## Material provided
========================================================================

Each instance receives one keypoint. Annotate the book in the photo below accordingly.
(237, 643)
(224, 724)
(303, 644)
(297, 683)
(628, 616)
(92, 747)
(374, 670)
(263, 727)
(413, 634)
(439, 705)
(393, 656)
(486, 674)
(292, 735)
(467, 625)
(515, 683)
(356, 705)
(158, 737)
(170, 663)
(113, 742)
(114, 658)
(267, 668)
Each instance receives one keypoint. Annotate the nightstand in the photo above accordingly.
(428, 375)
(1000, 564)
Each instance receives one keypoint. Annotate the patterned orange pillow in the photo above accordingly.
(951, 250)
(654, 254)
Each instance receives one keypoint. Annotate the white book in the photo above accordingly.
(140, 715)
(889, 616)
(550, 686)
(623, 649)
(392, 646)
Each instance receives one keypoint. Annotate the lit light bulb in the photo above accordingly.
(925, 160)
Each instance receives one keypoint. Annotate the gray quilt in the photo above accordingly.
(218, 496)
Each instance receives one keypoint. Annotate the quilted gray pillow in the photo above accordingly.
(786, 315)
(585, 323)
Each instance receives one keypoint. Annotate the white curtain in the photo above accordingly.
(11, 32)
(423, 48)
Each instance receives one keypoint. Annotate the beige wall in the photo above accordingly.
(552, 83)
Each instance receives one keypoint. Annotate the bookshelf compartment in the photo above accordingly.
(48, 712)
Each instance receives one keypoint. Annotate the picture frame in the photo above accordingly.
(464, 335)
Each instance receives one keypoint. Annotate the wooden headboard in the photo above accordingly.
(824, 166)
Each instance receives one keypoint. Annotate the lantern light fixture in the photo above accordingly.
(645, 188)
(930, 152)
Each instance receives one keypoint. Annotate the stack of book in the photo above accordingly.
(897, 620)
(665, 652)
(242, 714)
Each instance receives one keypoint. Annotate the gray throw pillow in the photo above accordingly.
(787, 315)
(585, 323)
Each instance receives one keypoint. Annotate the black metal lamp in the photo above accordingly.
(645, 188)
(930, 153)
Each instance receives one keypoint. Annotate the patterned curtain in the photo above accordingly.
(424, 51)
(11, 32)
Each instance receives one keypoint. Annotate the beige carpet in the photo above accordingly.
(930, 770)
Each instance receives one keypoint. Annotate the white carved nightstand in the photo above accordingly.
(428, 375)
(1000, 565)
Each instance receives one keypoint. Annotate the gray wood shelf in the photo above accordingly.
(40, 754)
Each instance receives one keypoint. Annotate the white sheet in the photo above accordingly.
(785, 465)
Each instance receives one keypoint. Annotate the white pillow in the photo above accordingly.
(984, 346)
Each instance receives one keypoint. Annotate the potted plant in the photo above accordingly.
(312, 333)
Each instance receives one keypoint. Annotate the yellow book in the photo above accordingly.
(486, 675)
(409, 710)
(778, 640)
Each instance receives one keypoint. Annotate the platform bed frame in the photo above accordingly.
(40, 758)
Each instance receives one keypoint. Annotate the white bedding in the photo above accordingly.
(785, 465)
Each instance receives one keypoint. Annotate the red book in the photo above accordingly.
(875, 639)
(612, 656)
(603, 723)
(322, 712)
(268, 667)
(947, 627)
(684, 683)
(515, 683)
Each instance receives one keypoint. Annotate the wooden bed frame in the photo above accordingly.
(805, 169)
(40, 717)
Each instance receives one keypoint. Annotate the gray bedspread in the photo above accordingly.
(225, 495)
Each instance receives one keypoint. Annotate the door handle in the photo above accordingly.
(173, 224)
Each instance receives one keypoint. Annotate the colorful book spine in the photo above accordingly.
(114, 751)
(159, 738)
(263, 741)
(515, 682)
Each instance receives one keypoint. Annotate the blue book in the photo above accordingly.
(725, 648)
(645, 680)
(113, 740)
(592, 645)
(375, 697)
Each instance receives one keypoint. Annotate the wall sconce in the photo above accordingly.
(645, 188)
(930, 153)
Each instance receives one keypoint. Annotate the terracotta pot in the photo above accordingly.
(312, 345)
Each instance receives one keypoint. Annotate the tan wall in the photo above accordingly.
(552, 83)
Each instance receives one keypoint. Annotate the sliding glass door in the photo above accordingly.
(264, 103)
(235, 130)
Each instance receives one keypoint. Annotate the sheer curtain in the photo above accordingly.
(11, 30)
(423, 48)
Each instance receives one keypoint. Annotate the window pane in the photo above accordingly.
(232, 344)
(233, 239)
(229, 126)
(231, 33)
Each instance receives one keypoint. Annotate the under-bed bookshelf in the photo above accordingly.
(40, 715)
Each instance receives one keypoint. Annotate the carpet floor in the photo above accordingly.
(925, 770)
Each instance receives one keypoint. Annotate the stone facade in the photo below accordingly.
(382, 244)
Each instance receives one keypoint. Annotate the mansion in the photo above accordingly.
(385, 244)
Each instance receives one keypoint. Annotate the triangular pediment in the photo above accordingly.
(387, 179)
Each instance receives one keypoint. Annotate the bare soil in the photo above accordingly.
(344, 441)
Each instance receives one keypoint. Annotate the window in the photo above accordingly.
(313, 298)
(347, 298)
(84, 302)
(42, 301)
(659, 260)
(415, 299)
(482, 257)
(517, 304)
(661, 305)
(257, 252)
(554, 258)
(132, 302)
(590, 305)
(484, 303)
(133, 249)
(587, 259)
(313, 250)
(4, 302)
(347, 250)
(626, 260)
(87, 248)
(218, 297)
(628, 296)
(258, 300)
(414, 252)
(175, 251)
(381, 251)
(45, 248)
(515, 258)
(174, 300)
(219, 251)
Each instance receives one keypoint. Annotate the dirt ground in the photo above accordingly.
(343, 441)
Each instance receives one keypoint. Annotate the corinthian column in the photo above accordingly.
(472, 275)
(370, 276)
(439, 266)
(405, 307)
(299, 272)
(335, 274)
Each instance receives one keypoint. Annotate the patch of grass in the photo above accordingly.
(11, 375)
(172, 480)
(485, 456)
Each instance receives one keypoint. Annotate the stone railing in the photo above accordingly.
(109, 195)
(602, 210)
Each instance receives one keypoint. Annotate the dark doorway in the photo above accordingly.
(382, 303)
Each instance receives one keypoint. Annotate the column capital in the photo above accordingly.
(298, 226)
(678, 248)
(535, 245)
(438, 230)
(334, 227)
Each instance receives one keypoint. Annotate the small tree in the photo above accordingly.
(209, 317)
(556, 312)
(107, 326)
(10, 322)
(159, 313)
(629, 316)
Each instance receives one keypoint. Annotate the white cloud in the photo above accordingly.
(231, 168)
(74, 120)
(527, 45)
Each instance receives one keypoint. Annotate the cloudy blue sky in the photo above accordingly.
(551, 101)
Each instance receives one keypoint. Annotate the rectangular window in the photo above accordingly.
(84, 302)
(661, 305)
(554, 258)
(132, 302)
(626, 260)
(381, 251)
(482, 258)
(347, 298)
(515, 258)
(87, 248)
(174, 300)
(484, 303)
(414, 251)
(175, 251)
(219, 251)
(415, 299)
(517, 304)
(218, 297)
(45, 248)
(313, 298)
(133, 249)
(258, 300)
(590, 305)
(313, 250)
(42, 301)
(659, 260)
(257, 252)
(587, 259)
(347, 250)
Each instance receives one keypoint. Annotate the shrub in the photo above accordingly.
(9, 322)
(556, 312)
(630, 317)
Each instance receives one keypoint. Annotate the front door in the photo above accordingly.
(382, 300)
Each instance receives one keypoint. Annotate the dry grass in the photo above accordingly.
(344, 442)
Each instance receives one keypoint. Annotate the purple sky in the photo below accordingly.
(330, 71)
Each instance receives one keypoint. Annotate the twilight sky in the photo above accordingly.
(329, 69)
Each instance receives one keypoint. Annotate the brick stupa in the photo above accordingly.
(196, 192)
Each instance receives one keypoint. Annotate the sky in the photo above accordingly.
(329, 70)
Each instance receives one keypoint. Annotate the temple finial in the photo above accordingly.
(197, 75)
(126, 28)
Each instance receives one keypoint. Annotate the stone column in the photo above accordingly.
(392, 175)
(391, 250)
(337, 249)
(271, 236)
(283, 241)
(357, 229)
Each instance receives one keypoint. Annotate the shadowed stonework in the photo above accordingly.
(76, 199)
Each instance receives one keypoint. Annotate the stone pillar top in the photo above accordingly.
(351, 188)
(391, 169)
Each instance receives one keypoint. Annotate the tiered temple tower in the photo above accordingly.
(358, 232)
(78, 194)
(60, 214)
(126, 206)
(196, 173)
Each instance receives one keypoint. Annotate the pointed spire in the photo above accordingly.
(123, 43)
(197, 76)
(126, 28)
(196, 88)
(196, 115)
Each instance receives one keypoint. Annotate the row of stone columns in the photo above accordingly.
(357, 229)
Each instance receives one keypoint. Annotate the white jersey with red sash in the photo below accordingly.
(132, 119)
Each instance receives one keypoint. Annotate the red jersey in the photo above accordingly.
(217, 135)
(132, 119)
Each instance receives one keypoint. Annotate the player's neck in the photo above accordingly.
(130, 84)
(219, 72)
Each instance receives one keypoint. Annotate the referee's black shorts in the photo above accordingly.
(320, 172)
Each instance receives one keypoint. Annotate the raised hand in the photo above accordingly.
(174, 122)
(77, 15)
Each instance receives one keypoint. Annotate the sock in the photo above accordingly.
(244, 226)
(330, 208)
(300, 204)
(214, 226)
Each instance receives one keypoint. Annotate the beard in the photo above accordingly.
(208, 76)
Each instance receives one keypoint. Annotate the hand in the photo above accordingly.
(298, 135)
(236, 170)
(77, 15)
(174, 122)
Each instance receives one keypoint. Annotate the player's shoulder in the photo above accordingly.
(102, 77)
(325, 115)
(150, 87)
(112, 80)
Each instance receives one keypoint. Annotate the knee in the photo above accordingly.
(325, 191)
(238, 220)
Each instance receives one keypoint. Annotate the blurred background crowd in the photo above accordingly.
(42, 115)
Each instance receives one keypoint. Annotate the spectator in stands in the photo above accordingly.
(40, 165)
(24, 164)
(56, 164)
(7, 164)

========================================================================

Each line from the one containing "Each instance receives one keypoint. Annotate the raised" to the end of the records should be echoed exactly, and no other line.

Each instance receives one keypoint. Annotate the raised hand in the photo above accordingly.
(174, 122)
(77, 15)
Each instance receives one keypoint. Annotate the sock in the photo above accordingly.
(244, 226)
(330, 208)
(300, 204)
(214, 226)
Each instance receives one keypoint. Annotate the beard in the photo above accordingly.
(208, 76)
Each instance receives one keypoint. Annotate the hand in the photo above accordingly.
(298, 135)
(236, 170)
(77, 15)
(174, 122)
Each instance receives one keypoint. Annotate the player's shoulder in the photo above accordingly.
(102, 77)
(325, 115)
(150, 87)
(112, 80)
Each instance receives one keypoint. Annotate the knee in the photo above accordingly.
(325, 191)
(238, 220)
Each instance receives one keypoint. Annotate the blurred background crowd in the photo above accordingly.
(42, 115)
Each instance receives one keypoint. Annotate the spectator in stands in the photo above accordingly.
(40, 165)
(24, 164)
(56, 164)
(7, 164)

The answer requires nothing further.